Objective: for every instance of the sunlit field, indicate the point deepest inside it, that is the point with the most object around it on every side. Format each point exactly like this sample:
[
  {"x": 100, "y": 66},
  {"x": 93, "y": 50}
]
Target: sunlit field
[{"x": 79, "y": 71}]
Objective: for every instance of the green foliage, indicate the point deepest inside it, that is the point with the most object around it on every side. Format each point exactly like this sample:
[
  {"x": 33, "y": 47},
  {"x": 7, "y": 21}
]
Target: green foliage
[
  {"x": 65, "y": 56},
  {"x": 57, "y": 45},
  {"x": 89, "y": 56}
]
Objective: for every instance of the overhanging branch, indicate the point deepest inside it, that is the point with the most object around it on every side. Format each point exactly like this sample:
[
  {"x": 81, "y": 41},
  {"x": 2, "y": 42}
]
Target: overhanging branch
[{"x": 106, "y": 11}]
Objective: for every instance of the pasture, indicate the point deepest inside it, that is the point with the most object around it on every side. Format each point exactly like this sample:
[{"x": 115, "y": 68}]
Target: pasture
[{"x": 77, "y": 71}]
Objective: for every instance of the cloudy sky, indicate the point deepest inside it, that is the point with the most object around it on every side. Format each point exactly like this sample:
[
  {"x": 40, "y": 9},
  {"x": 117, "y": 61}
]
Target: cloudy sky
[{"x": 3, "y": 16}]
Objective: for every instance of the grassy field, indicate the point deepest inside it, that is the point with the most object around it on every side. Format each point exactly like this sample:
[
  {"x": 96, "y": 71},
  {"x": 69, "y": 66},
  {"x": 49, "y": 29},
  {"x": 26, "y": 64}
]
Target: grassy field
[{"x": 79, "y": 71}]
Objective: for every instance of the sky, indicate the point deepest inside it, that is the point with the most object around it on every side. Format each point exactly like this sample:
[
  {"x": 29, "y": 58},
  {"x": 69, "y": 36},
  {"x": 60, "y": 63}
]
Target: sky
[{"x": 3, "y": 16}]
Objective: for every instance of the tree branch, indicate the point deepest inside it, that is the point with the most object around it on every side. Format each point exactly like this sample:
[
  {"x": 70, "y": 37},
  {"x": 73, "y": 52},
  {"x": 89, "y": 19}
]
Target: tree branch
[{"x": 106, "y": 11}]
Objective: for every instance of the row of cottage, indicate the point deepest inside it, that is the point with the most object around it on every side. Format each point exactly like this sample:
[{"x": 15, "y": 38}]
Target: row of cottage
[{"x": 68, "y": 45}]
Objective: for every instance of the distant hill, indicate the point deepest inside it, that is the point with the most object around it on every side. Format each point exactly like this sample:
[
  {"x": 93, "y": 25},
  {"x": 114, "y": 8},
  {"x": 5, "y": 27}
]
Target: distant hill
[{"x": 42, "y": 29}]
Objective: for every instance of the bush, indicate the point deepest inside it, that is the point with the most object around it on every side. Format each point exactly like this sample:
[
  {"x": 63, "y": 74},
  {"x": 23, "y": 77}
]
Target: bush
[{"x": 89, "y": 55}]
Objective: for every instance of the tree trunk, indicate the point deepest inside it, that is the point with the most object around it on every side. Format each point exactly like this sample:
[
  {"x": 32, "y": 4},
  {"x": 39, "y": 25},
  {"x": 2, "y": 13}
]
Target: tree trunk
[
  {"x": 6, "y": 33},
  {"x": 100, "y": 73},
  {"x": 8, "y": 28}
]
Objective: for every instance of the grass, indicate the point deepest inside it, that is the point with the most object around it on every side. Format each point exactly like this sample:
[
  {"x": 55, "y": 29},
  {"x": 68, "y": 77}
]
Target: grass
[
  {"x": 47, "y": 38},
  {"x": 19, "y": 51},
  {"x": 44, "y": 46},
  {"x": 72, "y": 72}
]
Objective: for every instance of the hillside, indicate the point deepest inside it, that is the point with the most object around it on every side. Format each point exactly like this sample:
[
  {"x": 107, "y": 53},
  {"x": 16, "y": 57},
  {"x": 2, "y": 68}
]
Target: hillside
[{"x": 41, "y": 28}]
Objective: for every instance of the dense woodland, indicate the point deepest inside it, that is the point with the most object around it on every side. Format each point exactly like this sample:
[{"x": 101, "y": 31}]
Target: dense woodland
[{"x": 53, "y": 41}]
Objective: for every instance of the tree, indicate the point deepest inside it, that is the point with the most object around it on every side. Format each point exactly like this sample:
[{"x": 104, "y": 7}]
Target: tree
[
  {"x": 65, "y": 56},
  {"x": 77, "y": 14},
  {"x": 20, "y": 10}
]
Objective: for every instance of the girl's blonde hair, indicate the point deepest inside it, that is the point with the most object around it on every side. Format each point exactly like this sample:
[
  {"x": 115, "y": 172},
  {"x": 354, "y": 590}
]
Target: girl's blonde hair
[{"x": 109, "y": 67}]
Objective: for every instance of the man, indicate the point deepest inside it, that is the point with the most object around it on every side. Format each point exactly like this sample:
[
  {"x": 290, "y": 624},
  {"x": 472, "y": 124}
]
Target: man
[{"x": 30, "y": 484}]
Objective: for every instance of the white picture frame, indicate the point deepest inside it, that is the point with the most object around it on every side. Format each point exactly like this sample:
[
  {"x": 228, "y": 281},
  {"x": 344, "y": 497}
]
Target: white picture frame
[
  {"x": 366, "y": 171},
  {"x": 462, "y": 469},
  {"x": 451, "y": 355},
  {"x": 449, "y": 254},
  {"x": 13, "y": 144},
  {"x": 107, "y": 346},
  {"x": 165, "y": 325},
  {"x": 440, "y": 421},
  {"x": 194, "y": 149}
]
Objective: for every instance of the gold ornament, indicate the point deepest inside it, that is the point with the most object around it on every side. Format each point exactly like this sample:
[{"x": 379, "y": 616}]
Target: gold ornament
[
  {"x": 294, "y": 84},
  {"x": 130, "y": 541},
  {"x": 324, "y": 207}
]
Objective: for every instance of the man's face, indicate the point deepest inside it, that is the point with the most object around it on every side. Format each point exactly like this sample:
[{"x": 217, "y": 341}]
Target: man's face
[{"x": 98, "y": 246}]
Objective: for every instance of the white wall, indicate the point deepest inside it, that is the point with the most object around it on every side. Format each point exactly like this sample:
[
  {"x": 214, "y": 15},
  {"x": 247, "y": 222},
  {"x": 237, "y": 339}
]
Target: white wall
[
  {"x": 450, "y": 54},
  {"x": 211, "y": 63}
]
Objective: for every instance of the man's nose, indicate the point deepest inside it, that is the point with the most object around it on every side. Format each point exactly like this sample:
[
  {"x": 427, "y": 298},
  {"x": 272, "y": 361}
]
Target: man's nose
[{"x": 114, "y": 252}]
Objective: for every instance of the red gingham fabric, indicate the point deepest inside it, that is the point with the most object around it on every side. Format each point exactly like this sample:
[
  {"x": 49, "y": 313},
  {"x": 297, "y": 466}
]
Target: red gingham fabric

• • • •

▶ Problem to solve
Every line above should be printed again exactly as it stands.

▶ Reply
Objective: for every instance of the sunlit field, indicate the point deepest inside it, that is the point with the most object around it on every side. Format each point exactly like this sample:
[
  {"x": 100, "y": 66},
  {"x": 93, "y": 50}
]
Target: sunlit field
[{"x": 79, "y": 71}]
Objective: for every instance of the green foliage, indicate the point deepest inside it, that is the point with the most object around it on every side. Format each point exactly like this sample:
[
  {"x": 33, "y": 47},
  {"x": 7, "y": 21}
]
Target: green foliage
[
  {"x": 65, "y": 56},
  {"x": 57, "y": 45},
  {"x": 89, "y": 56}
]
Objective: for every instance of the overhanging branch, indicate the point deepest inside it, that is the point with the most object around it on every side. Format each point exactly like this sample:
[
  {"x": 81, "y": 41},
  {"x": 2, "y": 42}
]
Target: overhanging branch
[{"x": 106, "y": 11}]
Objective: for every instance of the pasture, indicate the point deepest inside it, that is the point with the most object around it on every side. Format each point exactly like this sample:
[{"x": 115, "y": 68}]
Target: pasture
[{"x": 77, "y": 71}]
Objective: for every instance of the cloudy sky, indicate the point deepest inside it, that is the point with the most object around it on every side. Format each point exactly like this sample:
[
  {"x": 40, "y": 9},
  {"x": 117, "y": 61}
]
Target: cloudy sky
[{"x": 3, "y": 16}]
Objective: for every instance of the grassy field, indicate the point deepest inside it, that is the point with the most object around it on every side. Format each point exactly like this sample:
[
  {"x": 96, "y": 71},
  {"x": 69, "y": 66},
  {"x": 49, "y": 29},
  {"x": 26, "y": 64}
]
Target: grassy field
[{"x": 79, "y": 71}]
Objective: for every instance of the sky, indicate the point deepest inside it, that is the point with the most object around it on every side. Format each point exactly like this sample:
[
  {"x": 29, "y": 58},
  {"x": 69, "y": 36},
  {"x": 60, "y": 63}
]
Target: sky
[{"x": 3, "y": 16}]
Objective: for every instance of the tree branch, indicate the point deepest inside it, that is the point with the most object around it on every side. Format each point exactly like this sample:
[
  {"x": 70, "y": 37},
  {"x": 73, "y": 52},
  {"x": 89, "y": 19}
]
Target: tree branch
[{"x": 106, "y": 11}]
Objective: for every instance of the row of cottage, indicate the point deepest inside it, that is the point with the most object around it on every side. Format each point exactly like this sample:
[{"x": 15, "y": 38}]
Target: row of cottage
[{"x": 68, "y": 45}]
Objective: for every instance of the distant hill, indicate the point deepest inside it, that is the point with the most object around it on every side. Format each point exactly like this sample:
[
  {"x": 93, "y": 25},
  {"x": 114, "y": 8},
  {"x": 5, "y": 27}
]
Target: distant hill
[{"x": 42, "y": 29}]
Objective: for every instance of the bush, indicate the point deepest inside it, that is the point with the most object around it on every side. Format each point exactly like this sample:
[
  {"x": 63, "y": 74},
  {"x": 23, "y": 77}
]
Target: bush
[{"x": 89, "y": 55}]
Objective: for every instance of the tree trunk, indicate the point deepest inside it, that is the point with the most object around it on every side. Format each point exactly like this sample:
[
  {"x": 32, "y": 4},
  {"x": 39, "y": 25},
  {"x": 2, "y": 13}
]
Target: tree trunk
[
  {"x": 6, "y": 33},
  {"x": 100, "y": 73},
  {"x": 8, "y": 28}
]
Objective: for every instance of the grass, indicate the point deepest inside it, that is the point with the most object around it on every side. Format each point exactly like this sample:
[
  {"x": 55, "y": 29},
  {"x": 68, "y": 77}
]
Target: grass
[
  {"x": 47, "y": 38},
  {"x": 19, "y": 51},
  {"x": 44, "y": 46},
  {"x": 72, "y": 72}
]
Objective: for every instance of the hillside, indicate the point deepest inside it, that is the point with the most object around it on every side. Format each point exactly like this sample:
[
  {"x": 107, "y": 53},
  {"x": 16, "y": 57},
  {"x": 2, "y": 68}
]
Target: hillside
[{"x": 41, "y": 28}]
Objective: for every instance of the dense woodland, indicate the point deepest inside it, that is the point with the most object around it on every side. Format each point exactly like this sample:
[{"x": 101, "y": 31}]
Target: dense woodland
[{"x": 53, "y": 41}]
Objective: for every instance of the tree, indicate the point deepest inside it, that is the point with the most object around it on every side. Format each point exactly like this sample:
[{"x": 104, "y": 7}]
Target: tree
[
  {"x": 65, "y": 56},
  {"x": 77, "y": 14},
  {"x": 20, "y": 10}
]
Objective: for every instance of the girl's blonde hair, indicate the point deepest inside it, that is the point with the most object around it on every side. Format each point exactly like this sample:
[
  {"x": 115, "y": 172},
  {"x": 354, "y": 590}
]
Target: girl's blonde hair
[{"x": 109, "y": 67}]
Objective: for every instance of the man, indicate the point deepest inside it, that is the point with the most object around it on every side. Format each point exactly like this sample:
[
  {"x": 290, "y": 624},
  {"x": 472, "y": 124}
]
Target: man
[{"x": 30, "y": 484}]
Objective: for every instance of the white picture frame, indicate the point deepest inside it, that is the point with the most object around it on every side. Format each point exactly like this sample:
[
  {"x": 228, "y": 281},
  {"x": 344, "y": 497}
]
Target: white picture frame
[
  {"x": 366, "y": 171},
  {"x": 462, "y": 469},
  {"x": 451, "y": 355},
  {"x": 449, "y": 254},
  {"x": 13, "y": 144},
  {"x": 107, "y": 346},
  {"x": 165, "y": 325},
  {"x": 440, "y": 421},
  {"x": 194, "y": 149}
]
Objective: for every instance of the gold ornament, indicate the point deepest inside it, that is the point with the most object around it on every side. Format each point exactly like this sample:
[{"x": 379, "y": 616}]
Target: gold ornament
[
  {"x": 294, "y": 84},
  {"x": 130, "y": 541},
  {"x": 324, "y": 207}
]
Objective: for every instance of the man's face, indicate the point deepest inside it, that is the point with the most object around it on every side. Format each point exactly like this sample:
[{"x": 217, "y": 341}]
Target: man's face
[{"x": 98, "y": 246}]
Objective: for every instance of the white wall, indicate the point deepest inside it, that is the point with the most object around it on every side. Format each point exactly like this sample:
[
  {"x": 214, "y": 15},
  {"x": 247, "y": 222},
  {"x": 237, "y": 339}
]
Target: white wall
[
  {"x": 450, "y": 54},
  {"x": 211, "y": 63}
]
Objective: for every instance of the man's nose, indicate the point deepest inside it, that is the point with the most object around it on every side. Format each point exactly like this sample:
[
  {"x": 427, "y": 298},
  {"x": 272, "y": 361}
]
Target: man's nose
[{"x": 114, "y": 252}]
Objective: for every instance of the red gingham fabric, indicate the point deepest inside it, that is the point with the most object around it on every side. Format each point exactly like this sample:
[
  {"x": 49, "y": 313},
  {"x": 297, "y": 466}
]
Target: red gingham fabric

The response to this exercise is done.